### Work item
Go to the line in the entries below that holds "like [[545, 708]]." and repeat exactly from there through the line that holds "like [[308, 1154]].", inclusive.

===== Records for the task

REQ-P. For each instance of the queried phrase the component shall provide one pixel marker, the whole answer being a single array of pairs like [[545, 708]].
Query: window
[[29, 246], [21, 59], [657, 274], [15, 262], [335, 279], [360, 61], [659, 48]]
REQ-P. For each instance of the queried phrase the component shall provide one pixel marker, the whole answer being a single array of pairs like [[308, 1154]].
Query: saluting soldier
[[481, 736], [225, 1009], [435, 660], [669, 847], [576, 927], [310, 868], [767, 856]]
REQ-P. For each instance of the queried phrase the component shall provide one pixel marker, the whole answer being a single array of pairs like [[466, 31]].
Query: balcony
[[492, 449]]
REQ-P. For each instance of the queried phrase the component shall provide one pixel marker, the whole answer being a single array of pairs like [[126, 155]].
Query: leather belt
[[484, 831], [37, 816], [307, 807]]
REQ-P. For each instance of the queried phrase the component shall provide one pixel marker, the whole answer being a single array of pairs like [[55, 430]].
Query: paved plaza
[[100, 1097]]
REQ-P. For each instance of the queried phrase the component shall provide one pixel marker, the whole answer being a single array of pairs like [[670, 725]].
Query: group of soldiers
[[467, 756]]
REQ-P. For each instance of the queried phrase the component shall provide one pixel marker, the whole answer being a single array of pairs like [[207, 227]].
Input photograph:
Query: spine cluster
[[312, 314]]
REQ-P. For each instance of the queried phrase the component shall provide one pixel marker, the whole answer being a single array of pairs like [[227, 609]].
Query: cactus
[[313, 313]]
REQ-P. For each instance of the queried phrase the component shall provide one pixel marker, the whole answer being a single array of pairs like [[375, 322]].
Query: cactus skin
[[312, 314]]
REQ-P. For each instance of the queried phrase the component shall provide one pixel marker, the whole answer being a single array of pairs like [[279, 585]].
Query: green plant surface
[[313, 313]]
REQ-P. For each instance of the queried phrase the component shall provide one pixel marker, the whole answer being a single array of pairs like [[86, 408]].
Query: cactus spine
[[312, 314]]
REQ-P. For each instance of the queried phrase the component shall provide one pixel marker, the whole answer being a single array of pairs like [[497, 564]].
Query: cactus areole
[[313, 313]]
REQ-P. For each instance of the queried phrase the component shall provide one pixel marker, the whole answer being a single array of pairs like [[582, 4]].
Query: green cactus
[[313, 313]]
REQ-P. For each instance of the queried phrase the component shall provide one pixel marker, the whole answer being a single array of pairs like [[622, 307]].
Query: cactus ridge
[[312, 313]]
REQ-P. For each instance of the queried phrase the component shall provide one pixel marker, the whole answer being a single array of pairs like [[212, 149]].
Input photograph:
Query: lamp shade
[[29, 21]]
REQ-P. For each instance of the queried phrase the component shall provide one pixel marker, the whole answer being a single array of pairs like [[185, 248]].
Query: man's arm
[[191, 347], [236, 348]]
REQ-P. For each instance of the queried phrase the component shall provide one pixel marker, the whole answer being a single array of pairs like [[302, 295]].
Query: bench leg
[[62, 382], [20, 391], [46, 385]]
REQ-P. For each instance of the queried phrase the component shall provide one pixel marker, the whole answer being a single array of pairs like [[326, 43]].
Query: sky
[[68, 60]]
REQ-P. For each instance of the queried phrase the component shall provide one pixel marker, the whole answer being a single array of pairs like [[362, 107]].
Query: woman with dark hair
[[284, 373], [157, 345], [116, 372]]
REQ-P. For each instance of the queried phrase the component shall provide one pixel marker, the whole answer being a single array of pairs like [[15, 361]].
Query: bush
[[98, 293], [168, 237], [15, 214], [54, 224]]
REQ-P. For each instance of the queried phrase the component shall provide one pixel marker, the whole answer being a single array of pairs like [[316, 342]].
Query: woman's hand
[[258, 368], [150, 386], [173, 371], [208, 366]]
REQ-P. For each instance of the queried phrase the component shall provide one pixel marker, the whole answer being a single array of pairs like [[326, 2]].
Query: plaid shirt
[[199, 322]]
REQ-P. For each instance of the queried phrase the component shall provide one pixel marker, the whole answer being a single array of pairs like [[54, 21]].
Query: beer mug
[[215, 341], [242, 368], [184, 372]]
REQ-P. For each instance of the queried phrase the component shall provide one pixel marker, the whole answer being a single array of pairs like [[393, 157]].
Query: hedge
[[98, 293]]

==========
===== Records for the task

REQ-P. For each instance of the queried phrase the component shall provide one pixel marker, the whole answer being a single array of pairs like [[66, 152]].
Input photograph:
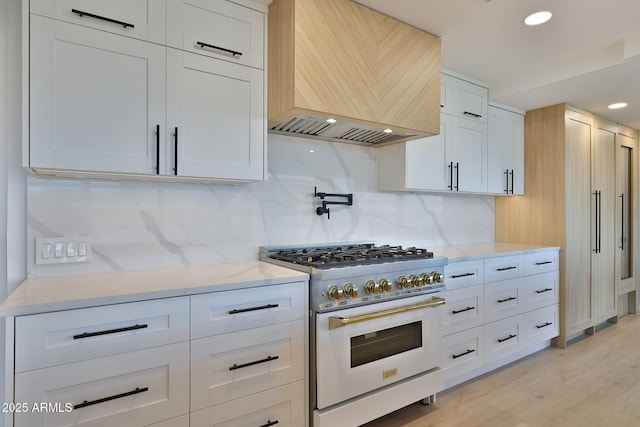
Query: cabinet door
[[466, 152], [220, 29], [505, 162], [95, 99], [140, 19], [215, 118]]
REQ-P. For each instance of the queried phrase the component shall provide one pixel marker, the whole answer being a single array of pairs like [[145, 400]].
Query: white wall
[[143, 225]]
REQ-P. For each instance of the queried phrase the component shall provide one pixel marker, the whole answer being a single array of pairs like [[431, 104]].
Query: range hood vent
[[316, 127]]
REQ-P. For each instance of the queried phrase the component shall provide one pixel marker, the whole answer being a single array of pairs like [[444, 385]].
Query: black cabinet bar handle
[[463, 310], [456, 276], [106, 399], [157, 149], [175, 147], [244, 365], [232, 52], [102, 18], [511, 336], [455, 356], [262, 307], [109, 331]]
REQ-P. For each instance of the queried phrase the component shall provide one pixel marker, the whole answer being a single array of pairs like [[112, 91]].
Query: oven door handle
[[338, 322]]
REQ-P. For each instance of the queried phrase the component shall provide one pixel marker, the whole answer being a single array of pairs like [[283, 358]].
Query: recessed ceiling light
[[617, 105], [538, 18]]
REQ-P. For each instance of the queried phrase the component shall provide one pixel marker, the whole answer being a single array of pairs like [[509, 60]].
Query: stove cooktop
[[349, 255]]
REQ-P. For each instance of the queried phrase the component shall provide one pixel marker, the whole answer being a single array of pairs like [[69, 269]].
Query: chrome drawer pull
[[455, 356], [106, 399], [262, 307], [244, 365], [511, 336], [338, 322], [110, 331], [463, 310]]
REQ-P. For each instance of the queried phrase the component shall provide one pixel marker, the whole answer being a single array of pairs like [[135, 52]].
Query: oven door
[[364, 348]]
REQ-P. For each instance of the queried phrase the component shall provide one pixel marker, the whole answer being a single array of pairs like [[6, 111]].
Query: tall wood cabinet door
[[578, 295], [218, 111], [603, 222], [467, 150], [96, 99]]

==========

### Solution
REQ-P. For each instance of the queried phrase the component shall provide one pixel marker, the whole answer being a single array of pairs like [[545, 708]].
Query: window
[[29, 246], [21, 59], [657, 274], [15, 262], [335, 279], [360, 61], [659, 48]]
REQ-P. For each instance of the queried phrase the component shall provide one pixel marker, the whole answer being a single array of pairs like [[308, 1154]].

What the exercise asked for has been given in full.